BAGIAN TEKS:
Saturday, March 24, 2018

PAJAK PENGHASILAN


Pajak penghasilan dipungut berdasarkan Undang-Undang Nomor 7 Tahun 1983 tentang Pajak Penghasilan (PPh), yang berlaku sejak 1 Januari 1984. Undang-Undang ini telah mengalami 4 (empat) kali perubahan dan terakhir kali diubah dengan Undang-Undang Nomor 36 Tahun 2008.

Undang-Undang Pajak Penghasilan mengatur pengenaan pajak penghasilan terhadap subjek pajak berkenaan dengan penghasilan yang diterima atau diperolehnya dalam tahun pajak. Subjek pajak tersebut dikenai pajak apabila menerima atau memperoleh penghasilan.

Subjek pajak yang menerima atau memperoleh penghasilan dalam Undang-undang PPh disebut Wajib Pajak. Wajib pajak dikenai pajak atas penghasilan yang diterima atau diperolehnya selama satu tahun pajak atau dapat pula dikenai pajak untuk penghasilan dalam bagian tahun pajak apabila kewajiban pajak Subjektifnya dimulai atau berakhir dalam tahun pajak.


Subjek Pajak

Subjek pajak dalam pajak penghasilan, adalah:
1. a. Orang pribadi
b. Warisan yang belum terbagi sebagai satu kesatuan menggantikan yang berhak.

2. Badan, terdiri dari perseroan terbatas, perseroan komanditer, perseroan lainnya, badan usaha milik negara atau badan usaha milik daerah dengan nama dan dalam bentuk apa pun, firma, kongsi, koperasi, dana pensiun, persekutuan, perkumpulan, yayasan, organisasi massa, organisasi sosial politik, atau organisasi lainnya, lembaga, dan bentuk badan lainnya termasuk kontrak investasi kolektif.

3. Badan Usaha Tetap (BUT)
Subjek pajak dapat dibedakan menjadi :
1. Subjek pajak dalam negeri, terdiri dari :
a. Subjek pajak orang pribadi, yaitu :
1) Orang pribadi yang bertempat tinggal atau berada di Indonesia lebih dari 183 hari (tidak harus berturut-turut) dalam jangka waktu 12 bulan atau
2) Orang pribadi yang dalam suatu tahun pajak berada di Indonesia dan mempunyai niat bertempat tinggal di Indonesia.

b. Subjek pajak badan, yaitu :
Badan yang didirikan atau bertempat kedudukan di Indonesia, kecuali unit tertentu dari badan pemerintah yang memenuhi kriteria sebagai berikut.

DAFTAR TUGAS:
**a.** Rangkumlah teks tentang pajak penghasilan dalam dua kalimat.
**b.** Salinlah bagian teks tentang pajak penghasilan mulai dari "Subjek pajak dalam pajak" sampai dengan "kontrak investasi kolektif.", termasuk kedua kutipan itu.
Baris-baris yang tercantum sesudah teks ini merupakan bahan tersendiri.

ISI KUMPULAN DATA:
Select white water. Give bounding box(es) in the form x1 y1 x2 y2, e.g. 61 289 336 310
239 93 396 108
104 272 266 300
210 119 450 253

JAWABAN TIAP TUGAS:
**a.** Pajak penghasilan dipungut berdasarkan Undang-Undang Nomor 7 Tahun 1983, yang telah empat kali diubah dan terakhir dengan Undang-Undang Nomor 36 Tahun 2008. Pajak ini dikenakan kepada subjek pajak yang menerima atau memperoleh penghasilan, yang disebut Wajib Pajak, yaitu orang pribadi, warisan yang belum terbagi, badan, dan Badan Usaha Tetap, serta dibedakan antara lain menjadi subjek pajak dalam negeri orang pribadi dan badan.

**b.**
Subjek pajak dalam pajak penghasilan, adalah:
1. a. Orang pribadi
b. Warisan yang belum terbagi sebagai satu kesatuan menggantikan yang berhak.

2. Badan, terdiri dari perseroan terbatas, perseroan komanditer, perseroan lainnya, badan usaha milik negara atau badan usaha milik daerah dengan nama dan dalam bentuk apa pun, firma, kongsi, koperasi, dana pensiun, persekutuan, perkumpulan, yayasan, organisasi massa, organisasi sosial politik, atau organisasi lainnya, lembaga, dan bentuk badan lainnya termasuk kontrak investasi kolektif.